Work order> Here the job is to restate every entry word for word.

==== Material to process ====

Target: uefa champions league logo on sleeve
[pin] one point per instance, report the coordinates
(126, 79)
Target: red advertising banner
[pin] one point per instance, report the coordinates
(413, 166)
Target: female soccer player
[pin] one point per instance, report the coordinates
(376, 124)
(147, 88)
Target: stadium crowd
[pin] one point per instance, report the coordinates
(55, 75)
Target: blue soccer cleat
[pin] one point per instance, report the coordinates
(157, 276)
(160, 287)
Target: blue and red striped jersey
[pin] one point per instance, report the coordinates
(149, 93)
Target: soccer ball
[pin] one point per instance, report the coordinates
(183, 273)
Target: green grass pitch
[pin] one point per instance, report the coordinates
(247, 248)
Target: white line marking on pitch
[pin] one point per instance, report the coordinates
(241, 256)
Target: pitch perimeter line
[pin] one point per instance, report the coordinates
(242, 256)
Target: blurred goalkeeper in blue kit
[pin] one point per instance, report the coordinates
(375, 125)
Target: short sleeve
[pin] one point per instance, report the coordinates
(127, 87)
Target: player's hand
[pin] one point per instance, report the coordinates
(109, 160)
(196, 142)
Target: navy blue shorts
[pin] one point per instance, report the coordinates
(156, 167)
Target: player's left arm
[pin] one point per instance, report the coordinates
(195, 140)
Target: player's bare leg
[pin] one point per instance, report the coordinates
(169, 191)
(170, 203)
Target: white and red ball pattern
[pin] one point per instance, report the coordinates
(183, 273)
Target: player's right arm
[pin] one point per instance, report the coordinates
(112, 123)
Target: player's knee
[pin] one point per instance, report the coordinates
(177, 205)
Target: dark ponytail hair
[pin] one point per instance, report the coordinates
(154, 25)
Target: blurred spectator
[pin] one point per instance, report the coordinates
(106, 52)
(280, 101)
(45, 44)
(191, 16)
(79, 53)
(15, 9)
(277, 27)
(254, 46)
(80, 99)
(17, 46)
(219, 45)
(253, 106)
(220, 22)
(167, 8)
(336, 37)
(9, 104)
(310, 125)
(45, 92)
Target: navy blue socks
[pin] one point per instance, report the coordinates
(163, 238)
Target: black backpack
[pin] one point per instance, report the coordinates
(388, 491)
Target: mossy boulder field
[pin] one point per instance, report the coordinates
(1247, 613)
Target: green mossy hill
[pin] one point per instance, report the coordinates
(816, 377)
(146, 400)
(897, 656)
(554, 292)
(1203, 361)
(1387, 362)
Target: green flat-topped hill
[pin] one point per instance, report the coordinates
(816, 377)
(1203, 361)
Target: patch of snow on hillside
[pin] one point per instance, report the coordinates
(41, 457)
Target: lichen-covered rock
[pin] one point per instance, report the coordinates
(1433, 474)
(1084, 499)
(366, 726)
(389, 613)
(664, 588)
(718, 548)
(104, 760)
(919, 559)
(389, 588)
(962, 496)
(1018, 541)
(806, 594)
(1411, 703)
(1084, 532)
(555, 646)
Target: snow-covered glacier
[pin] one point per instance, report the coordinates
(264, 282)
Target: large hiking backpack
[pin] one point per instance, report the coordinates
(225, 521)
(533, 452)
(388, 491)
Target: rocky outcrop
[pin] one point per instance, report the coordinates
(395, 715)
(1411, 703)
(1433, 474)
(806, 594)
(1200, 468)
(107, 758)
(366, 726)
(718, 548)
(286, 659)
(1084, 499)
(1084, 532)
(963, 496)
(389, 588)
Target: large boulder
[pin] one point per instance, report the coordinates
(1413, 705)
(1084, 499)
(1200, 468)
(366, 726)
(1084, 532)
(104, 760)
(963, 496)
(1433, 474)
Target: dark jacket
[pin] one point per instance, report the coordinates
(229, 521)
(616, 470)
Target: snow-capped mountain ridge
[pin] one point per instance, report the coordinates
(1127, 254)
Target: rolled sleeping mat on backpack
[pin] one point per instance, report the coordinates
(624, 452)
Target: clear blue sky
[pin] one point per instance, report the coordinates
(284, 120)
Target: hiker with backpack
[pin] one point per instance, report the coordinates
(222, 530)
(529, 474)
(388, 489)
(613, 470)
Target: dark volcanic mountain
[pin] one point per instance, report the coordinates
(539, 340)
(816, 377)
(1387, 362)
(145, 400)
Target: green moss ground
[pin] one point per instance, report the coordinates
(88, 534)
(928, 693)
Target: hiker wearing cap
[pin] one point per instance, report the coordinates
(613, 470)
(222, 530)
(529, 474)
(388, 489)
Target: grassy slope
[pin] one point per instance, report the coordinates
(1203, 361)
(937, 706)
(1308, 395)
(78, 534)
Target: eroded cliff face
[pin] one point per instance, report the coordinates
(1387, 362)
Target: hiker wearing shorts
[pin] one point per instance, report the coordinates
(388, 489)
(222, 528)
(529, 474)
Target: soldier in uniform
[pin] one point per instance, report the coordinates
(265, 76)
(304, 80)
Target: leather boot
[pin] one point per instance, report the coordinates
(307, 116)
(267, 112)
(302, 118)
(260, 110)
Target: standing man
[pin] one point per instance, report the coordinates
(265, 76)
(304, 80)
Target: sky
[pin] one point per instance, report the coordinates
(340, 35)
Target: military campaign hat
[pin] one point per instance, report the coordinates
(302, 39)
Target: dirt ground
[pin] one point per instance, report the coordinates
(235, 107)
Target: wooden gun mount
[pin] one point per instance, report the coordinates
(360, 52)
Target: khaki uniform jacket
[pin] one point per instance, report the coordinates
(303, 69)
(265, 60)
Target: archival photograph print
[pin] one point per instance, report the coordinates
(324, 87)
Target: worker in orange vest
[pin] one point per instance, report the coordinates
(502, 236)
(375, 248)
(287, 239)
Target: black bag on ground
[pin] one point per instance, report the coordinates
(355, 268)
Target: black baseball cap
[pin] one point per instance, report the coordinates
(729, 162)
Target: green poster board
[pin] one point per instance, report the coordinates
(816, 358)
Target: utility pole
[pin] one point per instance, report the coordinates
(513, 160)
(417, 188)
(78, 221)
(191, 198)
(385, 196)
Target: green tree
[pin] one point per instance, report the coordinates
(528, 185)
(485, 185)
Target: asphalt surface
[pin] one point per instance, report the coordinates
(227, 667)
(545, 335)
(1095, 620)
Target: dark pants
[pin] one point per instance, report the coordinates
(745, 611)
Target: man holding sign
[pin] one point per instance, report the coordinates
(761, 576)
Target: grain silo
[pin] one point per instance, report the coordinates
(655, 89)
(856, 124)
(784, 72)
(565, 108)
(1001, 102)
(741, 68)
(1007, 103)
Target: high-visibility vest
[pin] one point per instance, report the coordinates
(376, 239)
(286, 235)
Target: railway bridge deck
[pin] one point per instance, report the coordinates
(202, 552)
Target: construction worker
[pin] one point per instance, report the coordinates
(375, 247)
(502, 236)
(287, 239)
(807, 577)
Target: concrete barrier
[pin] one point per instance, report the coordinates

====

Finished exercise>
Target: uefa champions league logo on sleeve
[pin] one point per instance, report the coordinates
(126, 79)
Target: red advertising banner
[pin] one point per instance, report the coordinates
(413, 166)
Target: female soccer player
[pin] one point per instance, report the coordinates
(376, 124)
(147, 88)
Target: stadium crowd
[pin] one point per instance, report the coordinates
(55, 75)
Target: blue soccer cleat
[pin] one point per instance, report the coordinates
(157, 276)
(160, 287)
Target: blue and red striped jersey
[pin] one point per instance, report the coordinates
(149, 93)
Target: soccer ball
[pin] one point per instance, report the coordinates
(183, 273)
Target: green grass pitch
[pin] one point per instance, report the coordinates
(247, 248)
Target: white line marking on pitch
[pin] one point per instance, report the coordinates
(241, 256)
Target: pitch perimeter line
[pin] one point per instance, report the coordinates
(242, 256)
Target: blurred goalkeeper in blue kit
[pin] one point per instance, report the coordinates
(375, 125)
Target: short sleeve
[pin] one point per instance, report the coordinates
(127, 87)
Target: player's hand
[pin] one point per instance, report the coordinates
(109, 160)
(196, 142)
Target: navy blue shorts
[pin] one point per instance, report the coordinates
(156, 167)
Target: player's left arm
[pin] one point per instance, report the coordinates
(195, 140)
Target: player's bare leg
[pin] one point per instance, report the coordinates
(169, 191)
(170, 203)
Target: white and red ball pattern
[pin] one point per instance, report the coordinates
(183, 273)
Target: player's right arm
[pin] one point per instance, report the coordinates
(112, 123)
Target: player's knee
[pin] one point per instance, report the coordinates
(177, 205)
Target: dark ponytail hair
[pin] one point per instance, report the coordinates
(154, 25)
Target: blurred spectator
[pin] one point per instance, report the coordinates
(106, 52)
(280, 101)
(45, 44)
(191, 16)
(79, 53)
(15, 9)
(277, 27)
(254, 46)
(80, 99)
(17, 46)
(219, 45)
(253, 106)
(220, 22)
(167, 8)
(336, 37)
(9, 104)
(310, 125)
(45, 92)
Target: navy blue socks
[pin] one point per instance, report the coordinates
(163, 238)
Target: black backpack
[pin] one point per instance, report the coordinates
(388, 491)
Target: mossy boulder field
[pin] one point per instance, report the coordinates
(1247, 613)
Target: green mossy hill
[pin] one point per instance, report the coordinates
(816, 377)
(146, 400)
(897, 656)
(554, 292)
(1203, 361)
(1387, 362)
Target: green flat-topped hill
[pin] one point per instance, report the coordinates
(816, 377)
(1203, 361)
Target: patch of snow on hillside
[pin] one point per instance, report the coordinates
(41, 457)
Target: lichen-covered rock
[pin] one point per instance, report the coordinates
(1433, 474)
(1084, 499)
(366, 726)
(389, 613)
(664, 588)
(718, 548)
(104, 760)
(919, 559)
(389, 588)
(962, 496)
(1018, 541)
(806, 594)
(1411, 703)
(1084, 532)
(555, 646)
Target: snow-covered glacier
[pin] one point per instance, report the coordinates
(264, 282)
Target: large hiking backpack
[pin] one point per instance, report the coordinates
(225, 521)
(533, 452)
(388, 491)
Target: rocky outcrop
[pin] one point per instance, report the coordinates
(395, 715)
(1411, 703)
(1433, 474)
(806, 594)
(1200, 468)
(107, 758)
(366, 726)
(718, 548)
(286, 659)
(1084, 499)
(1084, 532)
(963, 496)
(389, 588)
Target: large boulder
[pin] one point per instance, report the coordinates
(1413, 705)
(1084, 499)
(1200, 468)
(366, 726)
(1084, 532)
(104, 760)
(963, 496)
(1433, 474)
Target: dark jacket
[pin] one point per instance, report the coordinates
(229, 521)
(616, 470)
Target: snow-capped mountain ridge
[pin] one point per instance, report the coordinates
(1127, 254)
Target: rolled sleeping mat on backpack
[pin] one point per instance, report the coordinates
(624, 452)
Target: clear blue sky
[pin] one point per instance, report the coordinates
(284, 120)
Target: hiker with backpack
[pin] one point per instance, report the coordinates
(222, 530)
(529, 474)
(388, 489)
(613, 470)
Target: dark volcanic mountain
[pin] one point per instance, report the coordinates
(539, 340)
(816, 377)
(1387, 362)
(145, 400)
Target: green moss ground
[pin] one point per instance, report the coordinates
(88, 534)
(928, 693)
Target: hiker wearing cap
[pin] one point per instance, report the coordinates
(613, 470)
(222, 530)
(529, 474)
(388, 489)
Target: grassy slope
[pin] one point per instance, report the coordinates
(1203, 361)
(937, 706)
(1308, 395)
(78, 534)
Target: eroded cliff face
[pin] one point per instance, report the coordinates
(1387, 362)
Target: hiker wearing shorts
[pin] one point per instance, report the coordinates
(388, 489)
(222, 528)
(529, 474)
Target: soldier in uniform
[pin] one point per instance, report the coordinates
(265, 76)
(304, 80)
Target: leather boot
[pin] one point per instance, report the coordinates
(307, 116)
(267, 112)
(302, 118)
(260, 110)
Target: standing man
[pin] one point per instance, report the coordinates
(265, 76)
(304, 80)
Target: sky
[pin] one point per instance, report the coordinates
(340, 35)
Target: military campaign hat
[pin] one point per instance, report the coordinates
(302, 39)
Target: dirt ground
[pin] one point per instance, report the coordinates
(235, 107)
Target: wooden gun mount
[pin] one point per instance, report the coordinates
(360, 52)
Target: khaki uniform jacket
[pin] one point per instance, report the coordinates
(303, 69)
(265, 60)
Target: archival photograph print
[pin] one point per instance, report the coordinates
(324, 87)
Target: worker in orange vest
[pin] one point per instance, report the coordinates
(502, 236)
(375, 248)
(287, 239)
Target: black bag on ground
[pin] one point per instance, report the coordinates
(355, 268)
Target: black baseball cap
[pin] one point per instance, report the coordinates
(729, 162)
Target: green poster board
[pin] one point per instance, report the coordinates
(816, 358)
Target: utility pole
[pin] one point per instance, report the coordinates
(513, 160)
(417, 188)
(78, 221)
(191, 198)
(385, 196)
Target: green tree
[pin] one point per instance, report the coordinates
(528, 185)
(485, 185)
Target: asphalt surface
[pin] one point per instance, report the coordinates
(227, 667)
(545, 335)
(1095, 620)
Target: dark pants
[pin] one point per instance, report the coordinates
(745, 611)
Target: man holding sign
[pin] one point per instance, report the coordinates
(761, 576)
Target: grain silo
[pin] one point per instance, report the coordinates
(655, 89)
(856, 124)
(784, 72)
(565, 108)
(1001, 102)
(741, 68)
(1007, 103)
Target: high-visibility vest
[pin] one point per instance, report the coordinates
(376, 239)
(286, 235)
Target: railway bridge deck
[pin] one point per instance, report the coordinates
(202, 552)
Target: construction worker
[pin] one point per instance, report the coordinates
(375, 247)
(502, 236)
(287, 239)
(807, 577)
Target: concrete barrier
[pin] one point per instance, report the coordinates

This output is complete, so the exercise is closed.